__THE PROBLEM__. Pictures do not belong in the copy; transcribe everything else in the records exactly.

__DATASET ROWS__.
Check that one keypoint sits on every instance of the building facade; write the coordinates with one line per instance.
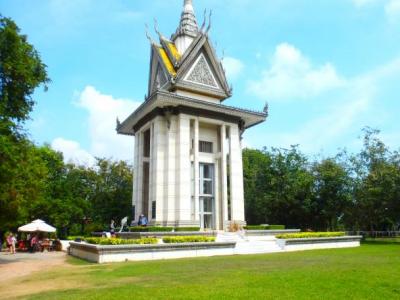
(188, 154)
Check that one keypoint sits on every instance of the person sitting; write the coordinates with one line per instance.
(34, 244)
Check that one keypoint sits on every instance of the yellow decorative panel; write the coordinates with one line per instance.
(166, 61)
(173, 50)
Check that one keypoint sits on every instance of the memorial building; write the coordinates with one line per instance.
(188, 153)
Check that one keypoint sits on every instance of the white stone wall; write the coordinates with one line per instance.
(171, 175)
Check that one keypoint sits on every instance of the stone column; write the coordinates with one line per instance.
(151, 172)
(196, 170)
(224, 183)
(139, 177)
(158, 169)
(236, 176)
(136, 175)
(183, 170)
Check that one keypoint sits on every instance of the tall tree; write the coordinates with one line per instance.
(332, 186)
(21, 72)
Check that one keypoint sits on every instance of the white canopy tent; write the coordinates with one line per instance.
(37, 225)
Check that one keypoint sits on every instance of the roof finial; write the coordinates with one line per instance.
(148, 35)
(188, 23)
(209, 22)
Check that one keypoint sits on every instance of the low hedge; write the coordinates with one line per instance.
(116, 241)
(307, 235)
(187, 229)
(75, 237)
(188, 239)
(150, 229)
(264, 227)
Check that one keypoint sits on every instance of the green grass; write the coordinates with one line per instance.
(371, 271)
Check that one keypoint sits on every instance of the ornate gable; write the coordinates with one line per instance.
(201, 73)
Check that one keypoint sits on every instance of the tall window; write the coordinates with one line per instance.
(205, 147)
(146, 143)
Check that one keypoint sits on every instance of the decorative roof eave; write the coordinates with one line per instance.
(191, 54)
(163, 99)
(203, 90)
(171, 51)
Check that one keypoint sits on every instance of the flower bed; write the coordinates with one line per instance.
(308, 235)
(188, 239)
(264, 227)
(117, 241)
(150, 229)
(177, 229)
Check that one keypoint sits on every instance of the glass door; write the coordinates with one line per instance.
(206, 198)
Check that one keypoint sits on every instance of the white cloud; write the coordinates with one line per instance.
(392, 10)
(233, 67)
(72, 151)
(104, 140)
(292, 76)
(362, 3)
(358, 102)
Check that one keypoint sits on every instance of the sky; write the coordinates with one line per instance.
(326, 68)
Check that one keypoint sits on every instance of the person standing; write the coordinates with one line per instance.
(142, 220)
(11, 241)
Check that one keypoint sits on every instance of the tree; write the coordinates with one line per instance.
(112, 197)
(21, 72)
(332, 186)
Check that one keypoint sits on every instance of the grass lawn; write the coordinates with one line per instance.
(371, 271)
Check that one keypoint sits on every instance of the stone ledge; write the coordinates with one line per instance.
(135, 248)
(320, 240)
(270, 231)
(138, 235)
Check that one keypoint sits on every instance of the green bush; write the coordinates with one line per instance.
(307, 235)
(188, 239)
(150, 229)
(264, 227)
(94, 227)
(187, 229)
(116, 241)
(74, 237)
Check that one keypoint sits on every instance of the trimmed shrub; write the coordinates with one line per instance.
(150, 229)
(307, 235)
(116, 241)
(264, 227)
(188, 239)
(187, 229)
(75, 237)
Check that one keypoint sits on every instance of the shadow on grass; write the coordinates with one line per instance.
(381, 242)
(78, 261)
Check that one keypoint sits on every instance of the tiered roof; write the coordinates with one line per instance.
(196, 70)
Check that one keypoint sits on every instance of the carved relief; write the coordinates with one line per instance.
(160, 79)
(201, 73)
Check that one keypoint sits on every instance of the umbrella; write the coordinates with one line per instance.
(37, 225)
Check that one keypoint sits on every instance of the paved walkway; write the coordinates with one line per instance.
(21, 264)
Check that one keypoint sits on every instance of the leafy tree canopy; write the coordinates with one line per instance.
(21, 71)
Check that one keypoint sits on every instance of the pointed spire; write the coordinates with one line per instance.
(188, 23)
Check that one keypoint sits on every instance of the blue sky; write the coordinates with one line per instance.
(327, 68)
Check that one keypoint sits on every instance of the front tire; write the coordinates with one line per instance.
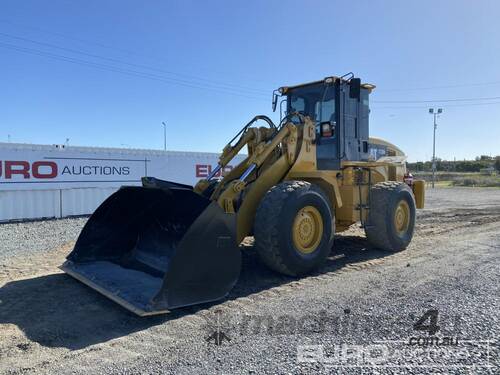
(391, 220)
(294, 228)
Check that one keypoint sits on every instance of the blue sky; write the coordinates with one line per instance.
(107, 73)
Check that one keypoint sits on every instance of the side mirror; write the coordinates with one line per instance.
(355, 88)
(275, 101)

__OUTPUT FOR THIS EXERCISE__.
Check that one keypoint sits on every instance of the building facade; write the coordinates with one line per instance.
(188, 154)
Check that one keypoint sits on every instance of the person sitting; write the coordinates with one line per instance.
(34, 244)
Check that one keypoint sits on every instance of the yellow decorative panel; write the coordinates with one line per instance.
(166, 61)
(173, 50)
Check that one keypoint sits on every instance of the memorial building; write the coordinates with one line per instance.
(188, 153)
Check that one keypoint sits on every instance of the white stone wall; write the coordinates with one line per instance.
(171, 175)
Check that one keypoint sits on every instance of the stone column; write the coordinates with one line per instance.
(151, 172)
(196, 170)
(224, 183)
(139, 177)
(158, 169)
(236, 176)
(136, 175)
(183, 170)
Check that one keypoint sits on every instance of the tall tree; write the coordinates with one line per instance.
(332, 186)
(21, 72)
Check that one keypoint sits on every instance of the white canopy tent; write the coordinates with one line per instance.
(37, 225)
Check that one keypoint sits on every instance of the roof finial; write the coordinates with one line per instance.
(148, 35)
(188, 23)
(209, 22)
Check that one keypoint sits on every instance of the low hedge; write the coordinates with one line per instance.
(116, 241)
(307, 235)
(187, 229)
(75, 237)
(188, 239)
(150, 229)
(264, 227)
Check that one keypoint sits on every instance of the green grass; write the coordinates with one line per instance.
(371, 271)
Check that one keypoint sits on every instance of the ornate gable; write the coordinates with one line per instance.
(201, 73)
Check that one keypoint sits on every instance of the tall window; write the coordinates with one line per instance.
(205, 147)
(146, 143)
Check that one keypoint sits on every instance of the decorative roof eave; write the coordinates with one line per instance.
(191, 54)
(163, 99)
(203, 90)
(171, 51)
Check that one keypoint sits on every instance of the flower bed; write the coordinates with one line per instance.
(308, 235)
(188, 239)
(264, 227)
(117, 241)
(150, 229)
(177, 229)
Check that one keypoint sits on every instance of the glass door; write the coordinates with one line per instance.
(206, 198)
Check that one keypoint sits on every instance of the white cloud; write the coordinates with one line per instance.
(392, 10)
(233, 67)
(72, 151)
(104, 140)
(292, 76)
(362, 3)
(358, 102)
Check that one keypoint sits on every instance of the sky; write the coordinates with one line per instance.
(326, 68)
Check that one keypoint sits on every instance of the person standing; write the coordinates with one line per instance.
(142, 220)
(11, 241)
Check that one keypoint sits on every instance of the tree; write the coordinates with one line per instance.
(112, 197)
(21, 72)
(332, 186)
Check that one keypoint sits on every instance of the grass lawn; write the coordinates with one line per instance.
(371, 271)
Check that one keypoint sits on every instance of the stone ledge; write the coordinates with one line per instance.
(135, 248)
(320, 240)
(270, 231)
(138, 235)
Check that one keypoint sits on every instance of the green bush; write the coordinates with one line per instance.
(307, 235)
(188, 239)
(150, 229)
(264, 227)
(94, 227)
(187, 229)
(116, 241)
(74, 237)
Check that one keypoint sits on every instance of the trimmed shrub; write the coordinates with one line per instance.
(150, 229)
(307, 235)
(116, 241)
(264, 227)
(188, 239)
(187, 229)
(75, 237)
Check that one keypoint sits on every instance of the shadow on grass; write the coordinates with one line per instance.
(381, 242)
(78, 261)
Check that one keypoint sits on every instance of the tiered roof; write the coordinates with one line per instance.
(196, 70)
Check that one keypoint sits on every instance of the carved relief; write the coordinates with one line per instance.
(160, 79)
(201, 73)
Check that one keypoint sits on every instance of the umbrella; write the coordinates with one line per instance.
(37, 225)
Check that one keypoint sits on every instance of the paved walkway; write the coordinates with one line per instance.
(21, 264)
Check that one keypoint sits on every instance of the leafy tree canopy; write the coordinates with one line per instance.
(21, 71)
Check that one keypoint sits on every instance of the pointed spire; write the coordinates with one line per instance.
(188, 23)
Check that one keypoint sits on every instance of the blue sky; write the coordinates with one line per instance.
(327, 68)
Check that one keypoint sits on every instance of the front tire; write the coordinates with one line per instance.
(391, 220)
(294, 228)
Check that one keypoint sits on every instance of the blue sky; write the coordinates with one line per instance.
(107, 73)
Check that one keypoint sits on every instance of the side mirror; write the coordinates with one line per instance.
(355, 88)
(275, 101)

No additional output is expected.